WHAT THIS TASK INVOLVES: Transcribe all the records with complete accuracy.

DATASET CONTENT:
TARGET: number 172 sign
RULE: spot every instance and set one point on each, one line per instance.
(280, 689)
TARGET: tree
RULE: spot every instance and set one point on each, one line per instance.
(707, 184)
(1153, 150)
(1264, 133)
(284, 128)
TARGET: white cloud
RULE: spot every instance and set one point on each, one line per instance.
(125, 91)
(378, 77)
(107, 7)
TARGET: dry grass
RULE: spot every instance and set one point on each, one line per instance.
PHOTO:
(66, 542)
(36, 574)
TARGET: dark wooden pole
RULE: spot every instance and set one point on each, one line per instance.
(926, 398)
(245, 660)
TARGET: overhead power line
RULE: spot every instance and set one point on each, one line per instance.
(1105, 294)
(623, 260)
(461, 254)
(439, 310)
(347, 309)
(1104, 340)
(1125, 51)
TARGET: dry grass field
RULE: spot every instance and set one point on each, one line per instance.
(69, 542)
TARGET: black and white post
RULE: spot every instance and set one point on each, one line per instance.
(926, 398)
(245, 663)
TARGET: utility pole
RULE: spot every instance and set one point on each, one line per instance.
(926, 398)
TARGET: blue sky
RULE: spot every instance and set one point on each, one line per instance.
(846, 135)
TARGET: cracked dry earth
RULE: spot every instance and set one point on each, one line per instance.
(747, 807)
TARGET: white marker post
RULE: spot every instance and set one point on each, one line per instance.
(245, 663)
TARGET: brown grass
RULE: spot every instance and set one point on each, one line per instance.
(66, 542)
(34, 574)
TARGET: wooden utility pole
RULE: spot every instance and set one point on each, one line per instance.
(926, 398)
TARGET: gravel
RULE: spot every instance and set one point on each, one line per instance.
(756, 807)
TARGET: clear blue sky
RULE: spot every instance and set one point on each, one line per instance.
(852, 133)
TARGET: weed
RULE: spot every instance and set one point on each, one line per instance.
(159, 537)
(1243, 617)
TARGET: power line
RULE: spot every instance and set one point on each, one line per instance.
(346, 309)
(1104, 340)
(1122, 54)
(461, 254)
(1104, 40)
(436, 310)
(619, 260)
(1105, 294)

ANSWER FOR THIS EXERCISE:
TARGET: number 172 sign
RULE: spot every instance and set one point on each, one line per instance.
(280, 689)
TARGET: tree
RULE: spot every instance and set one point on each, one line per instance.
(707, 184)
(1153, 150)
(1264, 133)
(284, 128)
TARGET: white cloud
RULE: spot every instance and set one point on each, one line per instance.
(125, 91)
(378, 77)
(107, 7)
TARGET: dry grass
RULE: spot every instance and set one point on each, one line per instance.
PHOTO:
(66, 542)
(36, 574)
TARGET: dark wooden pole
RULE: spot every instance and set one point on each, one line per instance.
(926, 398)
(245, 660)
TARGET: overhead power line
RULE: spot every instance and set one point on each, one line per instance.
(1105, 294)
(623, 260)
(461, 254)
(439, 310)
(347, 309)
(1104, 340)
(1125, 51)
TARGET: dry grass field
RULE: spot every instance and set one point on each, one line per instance.
(69, 542)
TARGET: black and white post
RULE: spot every instance and set one point on each, one line per instance.
(926, 398)
(245, 663)
TARGET: utility pole
RULE: spot every instance and set one point on each, one line per instance.
(926, 398)
TARGET: blue sky
RULE: spot every instance and set one point on each, one line per instance.
(846, 135)
TARGET: cracked dry earth
RULE: spot every instance and set one point on each, one line per instance.
(747, 807)
TARGET: white marker post
RULE: spot every instance and set one point on each, one line per instance.
(245, 663)
TARGET: brown grass
RULE: spot every instance and set one point on each, one line per instance.
(66, 542)
(34, 574)
TARGET: wooden utility pole
RULE: spot every instance and set one point on each, one line per instance.
(926, 398)
TARGET: gravel
RULE: spot every instance and set one point on each, one line per instance.
(756, 807)
TARGET: clear blue sky
RULE: spot every instance and set one point on each, one line per instance.
(852, 133)
TARGET: weed
RULE: spot every instance and set one point on each, one line per instance.
(159, 537)
(1243, 617)
TARGET: power line
RULE: spot every instance and set one point on each, one line per instance.
(346, 309)
(1104, 340)
(1122, 54)
(461, 254)
(1104, 40)
(436, 310)
(619, 260)
(1105, 294)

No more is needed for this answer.